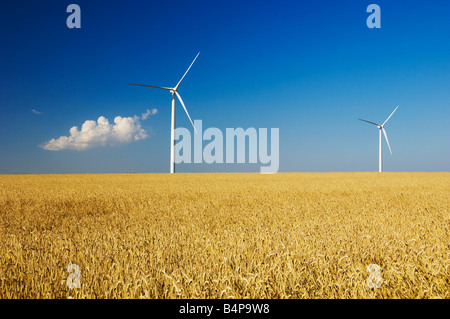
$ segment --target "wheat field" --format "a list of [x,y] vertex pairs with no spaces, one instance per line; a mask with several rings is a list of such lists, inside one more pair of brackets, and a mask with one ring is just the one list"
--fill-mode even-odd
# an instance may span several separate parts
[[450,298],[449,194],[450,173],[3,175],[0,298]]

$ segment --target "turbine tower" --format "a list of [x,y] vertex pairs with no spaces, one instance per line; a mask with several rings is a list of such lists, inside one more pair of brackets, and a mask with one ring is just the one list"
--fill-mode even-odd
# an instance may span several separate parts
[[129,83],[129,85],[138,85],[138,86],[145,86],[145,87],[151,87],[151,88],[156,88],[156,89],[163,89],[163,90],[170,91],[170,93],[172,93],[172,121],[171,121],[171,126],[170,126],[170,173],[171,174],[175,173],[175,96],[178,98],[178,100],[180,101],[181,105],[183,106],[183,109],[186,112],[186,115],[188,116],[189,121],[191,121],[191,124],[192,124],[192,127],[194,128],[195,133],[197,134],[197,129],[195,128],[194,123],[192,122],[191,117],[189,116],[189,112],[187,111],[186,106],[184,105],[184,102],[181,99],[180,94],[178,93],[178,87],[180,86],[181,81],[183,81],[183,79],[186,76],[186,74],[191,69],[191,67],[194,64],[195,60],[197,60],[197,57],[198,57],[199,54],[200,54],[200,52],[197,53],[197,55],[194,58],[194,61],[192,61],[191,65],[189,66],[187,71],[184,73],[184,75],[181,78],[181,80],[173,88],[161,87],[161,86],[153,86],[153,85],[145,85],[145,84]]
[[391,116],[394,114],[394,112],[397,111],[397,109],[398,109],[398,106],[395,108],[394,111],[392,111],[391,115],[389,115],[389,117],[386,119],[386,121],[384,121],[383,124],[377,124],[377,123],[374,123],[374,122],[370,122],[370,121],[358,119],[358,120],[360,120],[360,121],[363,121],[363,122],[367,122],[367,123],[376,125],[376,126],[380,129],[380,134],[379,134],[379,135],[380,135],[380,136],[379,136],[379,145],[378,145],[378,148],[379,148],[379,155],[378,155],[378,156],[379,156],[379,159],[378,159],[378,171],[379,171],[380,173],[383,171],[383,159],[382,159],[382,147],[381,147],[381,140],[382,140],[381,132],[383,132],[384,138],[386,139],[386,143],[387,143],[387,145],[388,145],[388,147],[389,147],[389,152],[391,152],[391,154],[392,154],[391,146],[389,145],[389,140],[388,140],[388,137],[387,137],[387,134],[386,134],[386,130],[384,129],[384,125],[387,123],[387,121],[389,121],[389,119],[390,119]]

◇ ◇ ◇ ◇

An answer consisting of the number alone is required: how many lines in the entries hold the string "rings"?

2